* **SELECTED EXTRACT**
The Usual Rumblings at St Blog's Coffee Hour
Rod Dreher of the National Review has been quoted thus in the comments section of Bettnet.com:
"Of course it’s a lie. And as Diogenes points out on the CWNews.com blog, the Pope’s asking for Krenn’s resignation 'for reasons of health' is also a form of lying. They lie to maintain the great facade. They lie by habit. They lie 'for the good of the Church.' They lie. I don’t believe a thing they say anymore, about anything. If the Pope said tomorrow that the sun rises in the east and sets in the west, I’d double-check that too, or at least wonder what kind of angle he was pushing."
Gerard Serafin of A Catholic Blog for Lovers takes exception:
"It really isn't surprising to read words like these on another blog. The progression is almost inevitable. From obsessive criticism to bile and cynicism. And to expressions of an almost total dismissal of the integrity of others, including eventually even the Pope."

* **WHAT IS REQUIRED**
Say whether each statement agrees with the coffee hour post above, answering yes or no and quoting the words that decide it. 1. Dreher's words were quoted in the comments section of Bettnet.com. 2. Dreher says the Pope asked for Krenn's resignation for reasons of money. 3. Serafin finds words like Dreher's surprising.

* **DATA SHOWN**

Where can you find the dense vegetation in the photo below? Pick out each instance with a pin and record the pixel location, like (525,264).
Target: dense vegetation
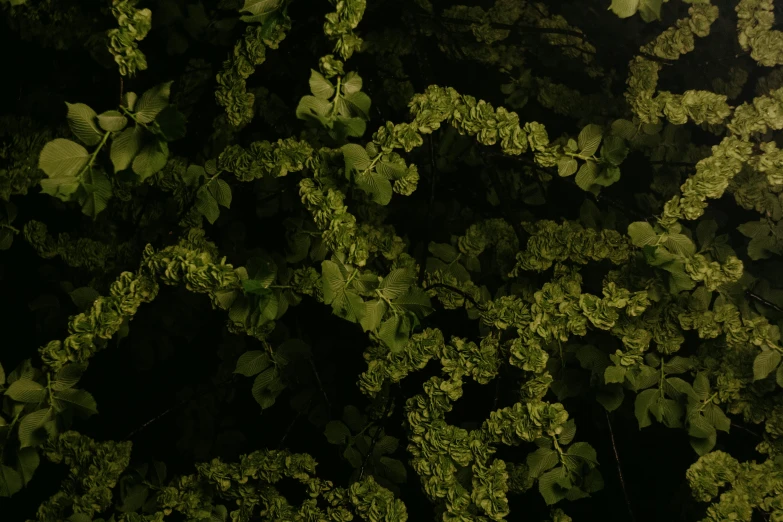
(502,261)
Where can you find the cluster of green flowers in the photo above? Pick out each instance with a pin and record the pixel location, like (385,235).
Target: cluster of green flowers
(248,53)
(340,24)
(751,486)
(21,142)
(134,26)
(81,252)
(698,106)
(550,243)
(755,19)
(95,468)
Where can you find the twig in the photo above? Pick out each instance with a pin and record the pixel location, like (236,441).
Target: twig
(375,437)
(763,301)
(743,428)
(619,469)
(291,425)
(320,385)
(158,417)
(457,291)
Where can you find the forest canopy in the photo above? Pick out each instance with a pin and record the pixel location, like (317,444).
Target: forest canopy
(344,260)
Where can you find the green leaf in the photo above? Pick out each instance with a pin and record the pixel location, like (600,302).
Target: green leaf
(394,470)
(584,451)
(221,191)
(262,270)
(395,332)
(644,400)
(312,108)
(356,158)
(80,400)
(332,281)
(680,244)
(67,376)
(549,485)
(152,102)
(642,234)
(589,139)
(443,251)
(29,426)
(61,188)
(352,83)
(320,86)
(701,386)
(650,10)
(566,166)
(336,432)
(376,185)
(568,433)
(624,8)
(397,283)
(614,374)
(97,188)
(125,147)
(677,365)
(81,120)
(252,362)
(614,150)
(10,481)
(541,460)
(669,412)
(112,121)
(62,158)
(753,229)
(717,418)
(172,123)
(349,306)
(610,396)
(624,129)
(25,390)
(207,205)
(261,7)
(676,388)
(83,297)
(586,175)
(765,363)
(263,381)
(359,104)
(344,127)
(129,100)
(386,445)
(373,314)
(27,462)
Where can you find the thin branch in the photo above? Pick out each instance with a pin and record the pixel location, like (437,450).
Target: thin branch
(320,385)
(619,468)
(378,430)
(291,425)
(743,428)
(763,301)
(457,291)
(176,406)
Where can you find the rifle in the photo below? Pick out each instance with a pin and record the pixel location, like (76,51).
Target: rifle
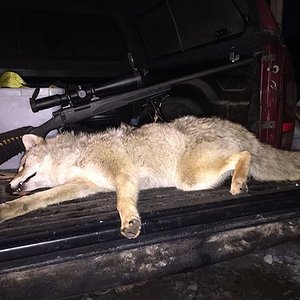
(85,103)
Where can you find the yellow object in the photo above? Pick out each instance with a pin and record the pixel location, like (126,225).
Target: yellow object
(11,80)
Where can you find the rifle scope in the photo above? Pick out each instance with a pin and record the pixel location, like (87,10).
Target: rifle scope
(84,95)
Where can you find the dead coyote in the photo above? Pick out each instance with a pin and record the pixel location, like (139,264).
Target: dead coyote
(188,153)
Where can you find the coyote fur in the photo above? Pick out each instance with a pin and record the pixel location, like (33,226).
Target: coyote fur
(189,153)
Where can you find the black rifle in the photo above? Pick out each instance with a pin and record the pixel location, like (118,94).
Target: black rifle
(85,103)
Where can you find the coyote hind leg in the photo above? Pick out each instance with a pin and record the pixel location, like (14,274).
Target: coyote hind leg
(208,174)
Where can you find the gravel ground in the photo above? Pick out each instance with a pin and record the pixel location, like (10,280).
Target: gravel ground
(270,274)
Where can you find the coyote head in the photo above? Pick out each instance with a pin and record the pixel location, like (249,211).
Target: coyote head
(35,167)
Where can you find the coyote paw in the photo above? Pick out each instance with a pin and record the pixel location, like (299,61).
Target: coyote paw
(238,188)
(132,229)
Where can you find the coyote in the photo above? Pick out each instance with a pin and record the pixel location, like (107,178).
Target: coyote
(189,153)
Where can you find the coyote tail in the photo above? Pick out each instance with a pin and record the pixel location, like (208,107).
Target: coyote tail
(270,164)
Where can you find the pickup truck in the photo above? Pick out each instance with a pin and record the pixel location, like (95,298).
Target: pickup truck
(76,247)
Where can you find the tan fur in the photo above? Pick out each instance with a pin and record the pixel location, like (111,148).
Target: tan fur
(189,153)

* **SOLUTION FOR THIS PROBLEM**
1. Yes: "quoted thus in the comments section of Bettnet.com"
2. No: "the Pope’s asking for Krenn’s resignation 'for reasons of health'"
3. No: "It really isn't surprising to read words like these on another blog."